To do - Edit the text on repository routes by writing out everything from "Tree listing" down to "then files alphabetically." with "TreeEntry" changed to "TreeNode".

(Text provided)

GET /{owner}/{repo}/actions parked product-tab shell
GET /{owner}/{repo}/projects parked product-tab shell
GET /{owner}/{repo}/wiki parked product-tab shell
GET /{owner}/{repo}/security parked product-tab shell
GET /{owner}/{repo}/pulse parked product-tab shell
GET /{owner}/{repo}/packages parked product-tab shell
GET /{owner}/{repo}/releases parked product-tab shell
GET /static/css/chroma.css runtime-generated Chroma theme

Every code-tab handler runs through policy.Can(... ActionRepoRead) — private repos hide from anonymous viewers and unrelated users via the existence-leak 404 guard from S15.

The in-browser mutation routes run through policy.Can(... ActionRepoWrite). They inherit the same archived-repo, suspended-user, collaborator-role, site-admin, and private-repo existence behavior as git push surfaces.

Repository product tabs

The repo header intentionally exposes GitHub's major product-map tabs: Code, Issues, Pull requests, Actions, Projects, Wiki, Security and quality, Insights, and Settings when visible to the viewer. Forks remain available from the repo action button and About sidebar, but are not a top-level tab on GitHub.

Actions, Projects, Wiki, Security and quality, Insights, Packages, and Releases currently render honest parked shells via repo/deferred_tab. They are public read surfaces gated by ActionRepoRead, so private repo existence behavior matches Code/Issues/Pull requests while the deeper systems remain assigned to their later sprints.

Ref + path disambiguation

{ref} is the chi * wildcard, so the URL /tree/feature/x/sub/file.go arrives as a single string. Resolution:

  1. If the first segment is exactly 40 hex chars → treat as a SHA, the rest is the path.
  2. Otherwise, longest-prefix match against the cached ref list (branches first, then tags, sorted longest-first). The remainder after the matched ref is the in-tree path.

This handles release/v1.0/beta/CHANGELOG.md correctly without ambiguity. Resolution lives in internal/repos/git/treeops.go::ResolveRef.

When the matched ref is a raw 40-character commit SHA, the tree page resolves the top commit summary against that SHA and displays the short SHA in the ref switcher, matching GitHub's detached-commit tree view.

Path validation rejects .., control chars, leading slashes, and backslashes — defense in depth on top of git's own validation.

Tree listing

git ls-tree --long --full-tree <ref>:<path> is parsed into typed TreeEntry values (tree | blob | commit | symlink). Sort is directories first, then files alphabetically.

commit entries are git submodule pointers. When .gitmodules exists on the rendered ref, the Code tab parses it once, matches entries by submodule path, and links GitHub or configured shithub clone remotes to the local /{owner}/{repo}/tree/{gitlink-oid} route when the target repo has that commit.

(End Text provided)
(Record excerpts)

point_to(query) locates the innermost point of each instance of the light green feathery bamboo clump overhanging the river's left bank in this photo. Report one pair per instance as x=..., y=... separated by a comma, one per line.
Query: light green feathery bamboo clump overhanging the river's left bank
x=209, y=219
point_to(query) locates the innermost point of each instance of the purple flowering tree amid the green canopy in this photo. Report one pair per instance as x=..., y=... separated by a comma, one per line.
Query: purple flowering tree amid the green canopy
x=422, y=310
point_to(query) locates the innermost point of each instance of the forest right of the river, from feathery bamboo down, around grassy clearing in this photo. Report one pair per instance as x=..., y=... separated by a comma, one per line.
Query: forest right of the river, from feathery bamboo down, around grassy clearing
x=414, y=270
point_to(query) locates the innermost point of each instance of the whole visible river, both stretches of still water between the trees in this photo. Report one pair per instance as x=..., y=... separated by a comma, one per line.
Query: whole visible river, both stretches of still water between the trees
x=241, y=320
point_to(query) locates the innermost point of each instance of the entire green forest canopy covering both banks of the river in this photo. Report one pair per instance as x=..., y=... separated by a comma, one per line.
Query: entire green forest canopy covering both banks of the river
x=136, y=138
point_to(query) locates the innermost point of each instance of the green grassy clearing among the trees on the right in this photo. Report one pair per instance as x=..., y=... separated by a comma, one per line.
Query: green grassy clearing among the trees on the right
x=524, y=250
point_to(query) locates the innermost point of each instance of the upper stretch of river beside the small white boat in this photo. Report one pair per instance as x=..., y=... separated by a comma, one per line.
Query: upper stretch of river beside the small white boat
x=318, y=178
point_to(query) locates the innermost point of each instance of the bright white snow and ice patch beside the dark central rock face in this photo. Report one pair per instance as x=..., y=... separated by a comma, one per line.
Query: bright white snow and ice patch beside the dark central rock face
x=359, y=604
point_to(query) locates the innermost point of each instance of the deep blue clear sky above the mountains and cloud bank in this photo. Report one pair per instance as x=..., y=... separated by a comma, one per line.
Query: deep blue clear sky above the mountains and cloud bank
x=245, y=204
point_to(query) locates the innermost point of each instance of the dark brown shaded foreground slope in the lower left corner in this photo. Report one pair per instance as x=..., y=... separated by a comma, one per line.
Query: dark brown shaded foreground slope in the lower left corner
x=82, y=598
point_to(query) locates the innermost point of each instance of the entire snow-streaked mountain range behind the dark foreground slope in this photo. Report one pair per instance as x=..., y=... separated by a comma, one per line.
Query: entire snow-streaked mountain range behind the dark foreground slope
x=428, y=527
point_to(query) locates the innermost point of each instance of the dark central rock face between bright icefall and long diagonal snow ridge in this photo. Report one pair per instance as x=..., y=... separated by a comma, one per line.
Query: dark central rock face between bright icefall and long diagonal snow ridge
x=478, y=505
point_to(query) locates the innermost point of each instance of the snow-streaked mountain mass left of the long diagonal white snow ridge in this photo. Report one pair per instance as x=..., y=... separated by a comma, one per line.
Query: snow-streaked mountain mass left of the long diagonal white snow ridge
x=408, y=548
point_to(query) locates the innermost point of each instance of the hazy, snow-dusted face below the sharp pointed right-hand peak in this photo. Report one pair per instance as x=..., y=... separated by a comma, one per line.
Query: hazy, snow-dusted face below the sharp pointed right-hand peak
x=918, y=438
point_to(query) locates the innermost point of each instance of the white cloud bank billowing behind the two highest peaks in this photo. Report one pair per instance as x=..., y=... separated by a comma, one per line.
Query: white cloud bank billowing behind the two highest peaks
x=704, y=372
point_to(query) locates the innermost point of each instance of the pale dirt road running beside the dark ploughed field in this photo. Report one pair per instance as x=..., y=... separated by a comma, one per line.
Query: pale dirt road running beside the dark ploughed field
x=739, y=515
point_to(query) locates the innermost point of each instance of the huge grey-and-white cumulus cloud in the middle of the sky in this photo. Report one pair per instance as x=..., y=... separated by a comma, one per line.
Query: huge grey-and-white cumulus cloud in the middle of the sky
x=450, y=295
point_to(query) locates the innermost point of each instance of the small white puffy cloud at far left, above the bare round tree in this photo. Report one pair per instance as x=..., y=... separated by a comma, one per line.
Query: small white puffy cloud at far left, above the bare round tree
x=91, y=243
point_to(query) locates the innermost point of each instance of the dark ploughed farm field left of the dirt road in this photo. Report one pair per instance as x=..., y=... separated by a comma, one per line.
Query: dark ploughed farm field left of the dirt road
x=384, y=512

(End Record excerpts)

Output for this exercise -
Tree listing

git ls-tree --long --full-tree <ref>:<path> is parsed into typed TreeNode values (tree | blob | commit | symlink). Sort is directories first, then files alphabetically.